Task details —
Rewrite the lines of the material starting at the line containing "target | pink shoulder strap" and ending at the line containing "[(3, 322), (148, 379)]" as a JSON list of strings, one string per line, with blank lines omitted.

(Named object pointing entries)
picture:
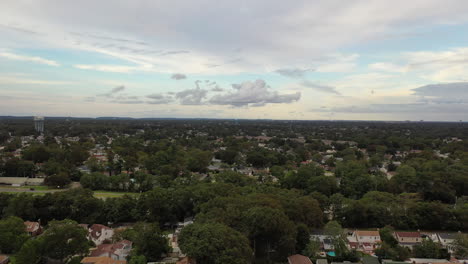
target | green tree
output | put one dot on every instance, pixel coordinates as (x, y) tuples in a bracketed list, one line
[(215, 243), (147, 239), (461, 246), (30, 252), (59, 180), (428, 249), (64, 239), (12, 234), (137, 259)]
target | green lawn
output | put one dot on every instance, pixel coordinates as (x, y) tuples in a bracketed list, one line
[(36, 187)]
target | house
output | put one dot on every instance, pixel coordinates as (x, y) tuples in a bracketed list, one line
[(186, 260), (428, 261), (367, 241), (447, 239), (370, 260), (299, 259), (322, 261), (326, 243), (100, 233), (101, 260), (33, 228), (116, 251), (408, 239)]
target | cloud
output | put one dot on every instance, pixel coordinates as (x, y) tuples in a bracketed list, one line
[(159, 99), (410, 108), (22, 80), (319, 87), (89, 99), (108, 68), (178, 76), (255, 93), (444, 93), (293, 73), (18, 29), (217, 89), (387, 67), (192, 96), (35, 59), (113, 91)]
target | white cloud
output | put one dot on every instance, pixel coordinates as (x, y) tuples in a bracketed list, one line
[(35, 59), (22, 80), (387, 67), (256, 93)]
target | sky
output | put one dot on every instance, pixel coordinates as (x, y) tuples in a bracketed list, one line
[(257, 59)]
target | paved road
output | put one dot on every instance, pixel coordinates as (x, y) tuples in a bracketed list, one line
[(9, 189)]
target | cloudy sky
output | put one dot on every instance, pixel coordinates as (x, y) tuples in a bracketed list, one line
[(323, 59)]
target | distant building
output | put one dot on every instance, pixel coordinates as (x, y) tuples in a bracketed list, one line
[(39, 124), (298, 259)]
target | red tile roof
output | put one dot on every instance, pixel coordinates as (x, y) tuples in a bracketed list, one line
[(97, 228), (299, 259), (408, 234)]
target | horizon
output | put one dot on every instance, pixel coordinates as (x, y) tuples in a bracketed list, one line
[(236, 119), (260, 60)]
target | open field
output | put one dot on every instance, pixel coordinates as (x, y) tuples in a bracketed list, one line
[(41, 190)]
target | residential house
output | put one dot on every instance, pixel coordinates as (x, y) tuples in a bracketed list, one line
[(186, 260), (100, 233), (33, 228), (4, 259), (299, 259), (117, 251), (367, 241), (322, 261), (428, 261), (408, 239), (447, 239), (326, 243), (370, 260), (101, 260)]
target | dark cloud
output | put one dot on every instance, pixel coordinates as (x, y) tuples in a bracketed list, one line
[(113, 91), (293, 73), (411, 108), (319, 87), (253, 94), (178, 76), (192, 96), (446, 91)]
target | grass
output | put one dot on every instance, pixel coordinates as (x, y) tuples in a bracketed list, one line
[(36, 187)]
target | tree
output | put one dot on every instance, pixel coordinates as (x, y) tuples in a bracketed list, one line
[(312, 248), (12, 234), (147, 239), (59, 180), (429, 249), (270, 230), (302, 237), (30, 252), (63, 240), (215, 243), (461, 246), (137, 259)]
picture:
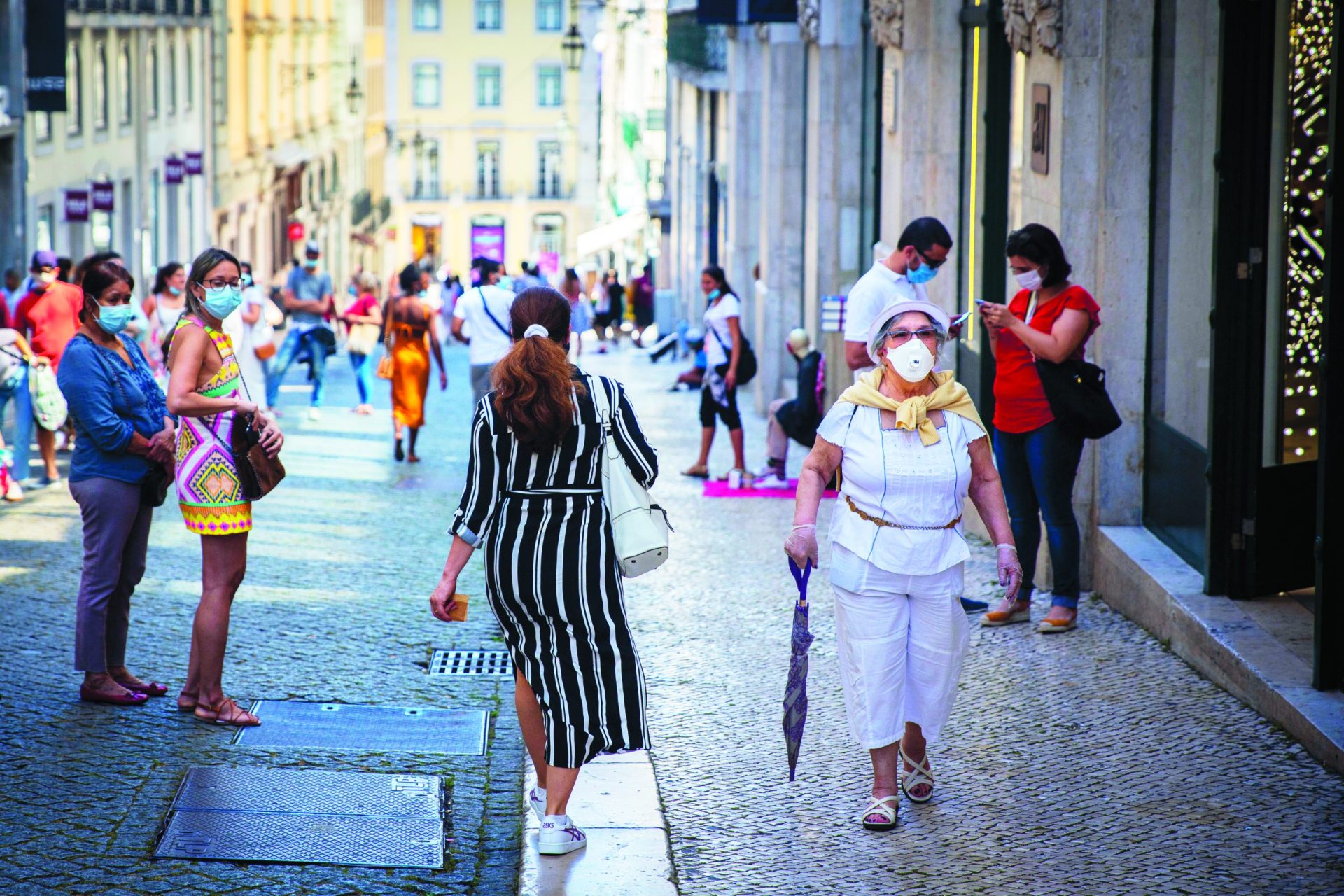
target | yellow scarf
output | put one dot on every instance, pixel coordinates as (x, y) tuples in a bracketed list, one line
[(913, 414)]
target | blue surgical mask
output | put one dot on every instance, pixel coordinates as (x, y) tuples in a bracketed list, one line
[(223, 301), (921, 274), (113, 318)]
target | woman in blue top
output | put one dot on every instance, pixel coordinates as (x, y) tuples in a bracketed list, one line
[(124, 433)]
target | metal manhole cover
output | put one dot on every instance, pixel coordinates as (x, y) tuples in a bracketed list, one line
[(321, 817), (336, 726), (470, 663)]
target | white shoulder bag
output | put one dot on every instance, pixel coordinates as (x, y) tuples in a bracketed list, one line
[(638, 527)]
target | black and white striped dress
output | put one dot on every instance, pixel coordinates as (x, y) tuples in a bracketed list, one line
[(553, 577)]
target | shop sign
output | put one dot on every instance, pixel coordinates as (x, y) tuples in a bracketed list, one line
[(77, 204), (104, 197)]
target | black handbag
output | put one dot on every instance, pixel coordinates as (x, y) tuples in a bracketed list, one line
[(1078, 399), (746, 360)]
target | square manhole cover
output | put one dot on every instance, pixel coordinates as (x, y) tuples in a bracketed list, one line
[(470, 663), (320, 817), (337, 726)]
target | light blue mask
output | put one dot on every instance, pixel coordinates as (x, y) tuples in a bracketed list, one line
[(921, 274), (223, 301), (113, 318)]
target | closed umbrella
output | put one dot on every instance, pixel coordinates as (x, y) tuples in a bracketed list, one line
[(796, 692)]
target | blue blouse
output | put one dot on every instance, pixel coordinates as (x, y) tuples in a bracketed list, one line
[(108, 402)]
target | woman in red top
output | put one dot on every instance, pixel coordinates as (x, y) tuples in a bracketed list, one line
[(1049, 318)]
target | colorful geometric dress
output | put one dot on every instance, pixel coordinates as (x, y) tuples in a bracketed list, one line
[(209, 488)]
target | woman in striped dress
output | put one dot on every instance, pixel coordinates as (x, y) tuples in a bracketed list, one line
[(534, 500), (206, 390)]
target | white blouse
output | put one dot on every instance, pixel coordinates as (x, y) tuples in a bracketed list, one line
[(894, 476)]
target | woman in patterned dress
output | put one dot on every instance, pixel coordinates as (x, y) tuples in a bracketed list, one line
[(534, 501), (207, 393)]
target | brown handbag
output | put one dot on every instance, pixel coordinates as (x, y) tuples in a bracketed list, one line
[(258, 472), (386, 365)]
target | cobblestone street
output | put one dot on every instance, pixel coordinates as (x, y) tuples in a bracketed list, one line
[(1094, 762)]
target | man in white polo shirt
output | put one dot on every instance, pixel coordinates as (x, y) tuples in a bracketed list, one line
[(921, 251), (484, 311)]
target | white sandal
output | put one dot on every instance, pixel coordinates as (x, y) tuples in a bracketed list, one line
[(920, 774), (879, 806)]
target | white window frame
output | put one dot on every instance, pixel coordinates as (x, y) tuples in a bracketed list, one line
[(420, 65)]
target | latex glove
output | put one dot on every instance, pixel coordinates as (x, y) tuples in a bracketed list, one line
[(802, 546), (1009, 570)]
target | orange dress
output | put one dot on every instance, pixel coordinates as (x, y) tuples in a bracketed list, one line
[(410, 374)]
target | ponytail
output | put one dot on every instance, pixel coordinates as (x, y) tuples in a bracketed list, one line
[(533, 383)]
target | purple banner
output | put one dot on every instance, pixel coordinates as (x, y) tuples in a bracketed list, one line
[(104, 197), (488, 242), (77, 204)]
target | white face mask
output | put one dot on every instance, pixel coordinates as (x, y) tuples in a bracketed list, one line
[(913, 362), (1031, 280)]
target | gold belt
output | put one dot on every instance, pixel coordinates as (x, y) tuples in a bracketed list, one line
[(897, 526)]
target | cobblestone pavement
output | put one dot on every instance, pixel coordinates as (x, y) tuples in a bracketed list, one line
[(1094, 762), (335, 609)]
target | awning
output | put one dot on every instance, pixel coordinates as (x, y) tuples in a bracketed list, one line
[(628, 226)]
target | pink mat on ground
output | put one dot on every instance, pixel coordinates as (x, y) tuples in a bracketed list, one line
[(714, 489)]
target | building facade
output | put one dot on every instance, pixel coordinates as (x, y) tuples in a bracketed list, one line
[(491, 137), (289, 155), (1180, 149), (125, 167)]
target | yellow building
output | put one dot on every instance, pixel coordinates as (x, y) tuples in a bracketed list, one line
[(290, 148), (486, 127)]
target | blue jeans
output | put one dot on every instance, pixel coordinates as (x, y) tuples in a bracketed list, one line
[(295, 342), (18, 390), (363, 374), (1038, 472)]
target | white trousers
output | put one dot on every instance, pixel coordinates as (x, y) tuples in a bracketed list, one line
[(902, 640)]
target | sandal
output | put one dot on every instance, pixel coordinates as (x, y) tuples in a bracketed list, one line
[(920, 774), (883, 806), (1018, 612), (237, 715)]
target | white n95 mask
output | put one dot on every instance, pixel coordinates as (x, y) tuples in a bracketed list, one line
[(913, 362)]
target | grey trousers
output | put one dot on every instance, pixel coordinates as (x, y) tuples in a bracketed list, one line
[(116, 532), (480, 382)]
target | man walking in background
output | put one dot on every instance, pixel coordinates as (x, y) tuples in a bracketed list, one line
[(484, 314), (309, 300)]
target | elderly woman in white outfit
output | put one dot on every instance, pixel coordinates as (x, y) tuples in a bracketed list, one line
[(910, 449)]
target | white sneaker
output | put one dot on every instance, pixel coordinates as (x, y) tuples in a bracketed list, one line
[(537, 799), (559, 836), (771, 481)]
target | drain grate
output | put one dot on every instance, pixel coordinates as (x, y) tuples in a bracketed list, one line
[(319, 817), (336, 726), (470, 663)]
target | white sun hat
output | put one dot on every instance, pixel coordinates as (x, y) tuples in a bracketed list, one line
[(897, 309)]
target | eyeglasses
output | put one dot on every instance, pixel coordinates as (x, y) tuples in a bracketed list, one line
[(902, 336), (932, 265)]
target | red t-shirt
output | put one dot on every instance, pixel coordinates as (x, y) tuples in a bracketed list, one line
[(50, 318), (1021, 403)]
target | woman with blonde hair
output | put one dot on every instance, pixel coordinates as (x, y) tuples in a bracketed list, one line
[(207, 393), (556, 592)]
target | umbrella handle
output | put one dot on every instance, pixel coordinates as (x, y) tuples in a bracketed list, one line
[(802, 577)]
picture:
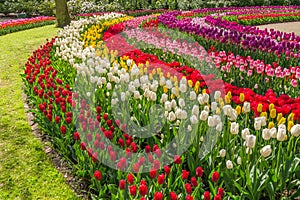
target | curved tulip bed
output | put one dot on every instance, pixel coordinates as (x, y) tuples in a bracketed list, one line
[(241, 116), (15, 25)]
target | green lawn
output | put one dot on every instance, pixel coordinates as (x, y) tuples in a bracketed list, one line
[(25, 170)]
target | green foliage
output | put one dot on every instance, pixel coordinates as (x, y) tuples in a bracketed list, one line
[(26, 171), (34, 7)]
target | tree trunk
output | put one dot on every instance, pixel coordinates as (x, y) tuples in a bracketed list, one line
[(62, 13)]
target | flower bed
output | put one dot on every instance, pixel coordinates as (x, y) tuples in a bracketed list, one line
[(11, 26), (139, 115)]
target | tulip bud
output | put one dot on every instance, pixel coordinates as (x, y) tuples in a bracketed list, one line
[(242, 97), (271, 125), (281, 134), (211, 121), (195, 110), (246, 107), (222, 153), (250, 141), (234, 128), (229, 164), (238, 110), (295, 130), (194, 119), (239, 160), (259, 107), (245, 132), (205, 98), (193, 95), (257, 123), (273, 113), (214, 106), (266, 151), (203, 115), (266, 135), (219, 126), (217, 95), (171, 117)]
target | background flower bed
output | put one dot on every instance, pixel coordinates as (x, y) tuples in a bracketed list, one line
[(270, 138), (11, 26)]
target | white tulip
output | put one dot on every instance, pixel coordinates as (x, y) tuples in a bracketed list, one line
[(222, 153), (229, 164), (266, 151)]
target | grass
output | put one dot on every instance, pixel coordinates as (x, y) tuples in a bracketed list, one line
[(25, 170)]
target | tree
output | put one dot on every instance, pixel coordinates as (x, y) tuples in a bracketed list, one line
[(62, 13)]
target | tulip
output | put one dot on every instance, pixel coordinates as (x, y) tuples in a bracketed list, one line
[(229, 164), (234, 128), (295, 130), (266, 135), (222, 153), (246, 107), (239, 160), (266, 151), (245, 132), (281, 134), (250, 141)]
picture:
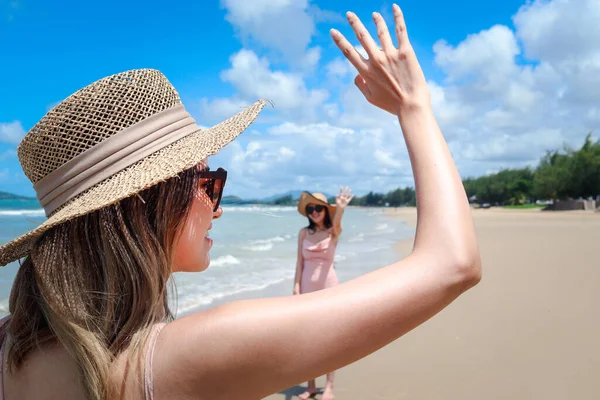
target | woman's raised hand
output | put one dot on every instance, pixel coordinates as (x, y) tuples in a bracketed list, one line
[(391, 78), (344, 197)]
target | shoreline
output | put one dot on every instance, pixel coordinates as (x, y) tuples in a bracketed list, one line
[(527, 331)]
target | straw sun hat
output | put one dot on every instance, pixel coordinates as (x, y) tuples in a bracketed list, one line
[(307, 198), (110, 140)]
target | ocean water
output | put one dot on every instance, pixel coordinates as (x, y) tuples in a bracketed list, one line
[(254, 247)]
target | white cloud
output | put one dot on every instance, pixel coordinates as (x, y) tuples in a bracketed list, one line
[(507, 97), (268, 22), (565, 34), (11, 132), (253, 78)]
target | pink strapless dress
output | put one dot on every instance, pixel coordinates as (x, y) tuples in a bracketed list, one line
[(318, 272)]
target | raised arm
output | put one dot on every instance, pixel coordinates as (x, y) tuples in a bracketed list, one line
[(249, 349), (299, 262), (341, 200)]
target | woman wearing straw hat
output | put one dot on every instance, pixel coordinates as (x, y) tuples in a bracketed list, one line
[(316, 252), (120, 169)]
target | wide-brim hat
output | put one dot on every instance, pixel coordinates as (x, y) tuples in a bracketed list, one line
[(307, 198), (111, 140)]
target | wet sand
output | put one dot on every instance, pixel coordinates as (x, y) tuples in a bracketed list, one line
[(529, 330)]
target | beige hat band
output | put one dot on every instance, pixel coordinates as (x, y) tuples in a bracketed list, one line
[(112, 155)]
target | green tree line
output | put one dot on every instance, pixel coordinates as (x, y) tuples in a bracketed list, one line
[(560, 175)]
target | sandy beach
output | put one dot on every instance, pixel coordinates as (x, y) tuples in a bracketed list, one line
[(529, 330)]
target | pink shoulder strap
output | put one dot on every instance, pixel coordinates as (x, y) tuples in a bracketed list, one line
[(3, 322), (148, 379)]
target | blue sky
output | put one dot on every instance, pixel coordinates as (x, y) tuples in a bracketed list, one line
[(509, 80)]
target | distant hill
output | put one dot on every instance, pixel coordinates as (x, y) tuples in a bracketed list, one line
[(294, 193), (10, 196)]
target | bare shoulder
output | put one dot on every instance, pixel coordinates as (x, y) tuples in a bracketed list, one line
[(49, 372)]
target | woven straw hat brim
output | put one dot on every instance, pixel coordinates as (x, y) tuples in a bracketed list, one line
[(158, 167), (307, 198)]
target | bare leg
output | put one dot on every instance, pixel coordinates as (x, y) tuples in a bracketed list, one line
[(310, 392), (328, 393)]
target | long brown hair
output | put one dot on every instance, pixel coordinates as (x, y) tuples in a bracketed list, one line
[(98, 283)]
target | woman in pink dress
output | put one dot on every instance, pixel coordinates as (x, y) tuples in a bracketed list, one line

Expected output —
[
  "target | pink shoulder strap",
  "output | put one dot on every instance, pixel coordinates as (x, y) tuples in a bracketed list, one line",
  "[(3, 322), (148, 379)]"
]